OBJECTIVE – Filter the data below down to the lines that contain the word "post", and copy each of those lines unchanged.

PROVIDED RECORDS –
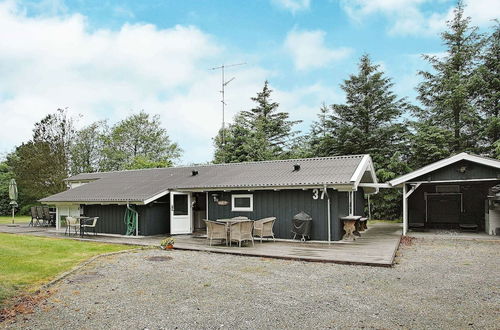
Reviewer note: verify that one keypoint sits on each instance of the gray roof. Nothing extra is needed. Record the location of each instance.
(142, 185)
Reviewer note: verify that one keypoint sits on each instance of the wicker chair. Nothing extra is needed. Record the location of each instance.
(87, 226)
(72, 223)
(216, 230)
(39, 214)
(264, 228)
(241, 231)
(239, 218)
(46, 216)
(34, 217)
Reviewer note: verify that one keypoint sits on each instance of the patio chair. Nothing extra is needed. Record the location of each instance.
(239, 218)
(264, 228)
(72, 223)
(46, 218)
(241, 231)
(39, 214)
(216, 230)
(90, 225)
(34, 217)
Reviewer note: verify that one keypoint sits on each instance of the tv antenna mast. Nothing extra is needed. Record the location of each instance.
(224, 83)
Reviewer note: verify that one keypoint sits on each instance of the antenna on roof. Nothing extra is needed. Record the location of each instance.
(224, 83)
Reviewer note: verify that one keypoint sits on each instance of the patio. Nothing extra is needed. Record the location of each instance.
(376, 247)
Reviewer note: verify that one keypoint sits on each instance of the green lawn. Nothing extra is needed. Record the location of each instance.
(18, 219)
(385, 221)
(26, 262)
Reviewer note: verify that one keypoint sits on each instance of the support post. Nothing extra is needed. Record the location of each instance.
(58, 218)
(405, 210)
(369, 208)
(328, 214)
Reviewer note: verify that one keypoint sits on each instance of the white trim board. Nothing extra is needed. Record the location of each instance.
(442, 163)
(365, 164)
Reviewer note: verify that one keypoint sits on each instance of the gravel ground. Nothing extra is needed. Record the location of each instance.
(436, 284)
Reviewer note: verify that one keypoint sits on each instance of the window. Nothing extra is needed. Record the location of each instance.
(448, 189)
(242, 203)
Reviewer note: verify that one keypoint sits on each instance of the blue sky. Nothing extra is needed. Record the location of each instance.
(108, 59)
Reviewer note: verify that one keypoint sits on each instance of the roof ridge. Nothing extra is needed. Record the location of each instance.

--

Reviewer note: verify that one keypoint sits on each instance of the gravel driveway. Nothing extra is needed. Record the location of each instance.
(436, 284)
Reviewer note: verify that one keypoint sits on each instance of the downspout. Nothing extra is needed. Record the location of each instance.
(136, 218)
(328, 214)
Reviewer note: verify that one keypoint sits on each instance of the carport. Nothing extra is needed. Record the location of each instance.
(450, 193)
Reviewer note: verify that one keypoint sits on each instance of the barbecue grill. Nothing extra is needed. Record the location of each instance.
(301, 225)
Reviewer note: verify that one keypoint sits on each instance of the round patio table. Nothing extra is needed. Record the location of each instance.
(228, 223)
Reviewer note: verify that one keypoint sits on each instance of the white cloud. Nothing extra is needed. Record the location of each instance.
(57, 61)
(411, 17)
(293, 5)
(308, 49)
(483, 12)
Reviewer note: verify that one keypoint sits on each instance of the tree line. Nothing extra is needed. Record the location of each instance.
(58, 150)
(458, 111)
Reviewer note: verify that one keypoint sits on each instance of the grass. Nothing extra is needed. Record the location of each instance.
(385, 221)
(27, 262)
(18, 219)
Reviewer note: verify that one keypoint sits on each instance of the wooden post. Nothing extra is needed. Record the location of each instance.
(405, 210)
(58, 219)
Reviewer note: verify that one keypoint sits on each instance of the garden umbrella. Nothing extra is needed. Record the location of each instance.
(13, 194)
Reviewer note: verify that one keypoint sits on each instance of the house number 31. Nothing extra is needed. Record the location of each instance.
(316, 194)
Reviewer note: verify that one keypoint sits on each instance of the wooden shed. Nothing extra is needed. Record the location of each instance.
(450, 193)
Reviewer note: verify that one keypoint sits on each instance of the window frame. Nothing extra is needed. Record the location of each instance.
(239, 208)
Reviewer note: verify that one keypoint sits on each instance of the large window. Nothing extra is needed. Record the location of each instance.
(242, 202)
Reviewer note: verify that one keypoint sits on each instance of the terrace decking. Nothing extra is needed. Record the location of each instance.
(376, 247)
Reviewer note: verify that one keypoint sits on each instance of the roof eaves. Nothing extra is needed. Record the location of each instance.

---

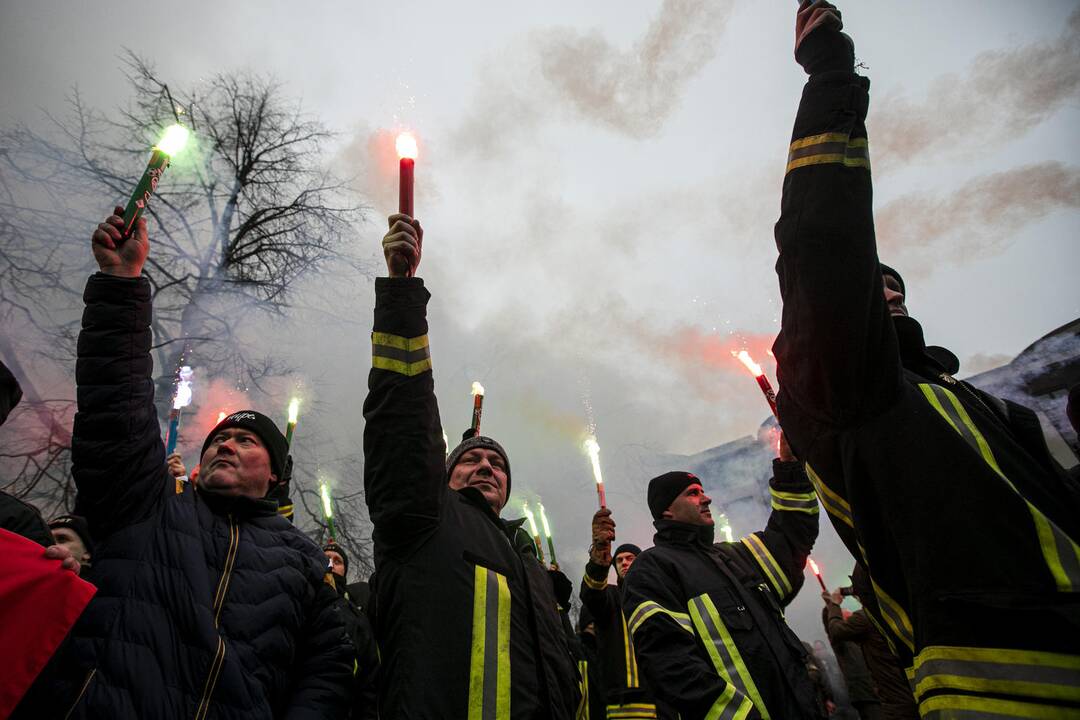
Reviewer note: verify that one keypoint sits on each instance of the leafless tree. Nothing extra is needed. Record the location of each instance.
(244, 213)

WRITTEN ANSWER –
Reviewer note: verify that one keypoint sits on each instance of the support post. Nothing extra is needed. Record the location of each instance.
Reviewer note: verify that one keypoint sits on each instance of the wooden post. Nothing extra is needed. Record the location of each instance.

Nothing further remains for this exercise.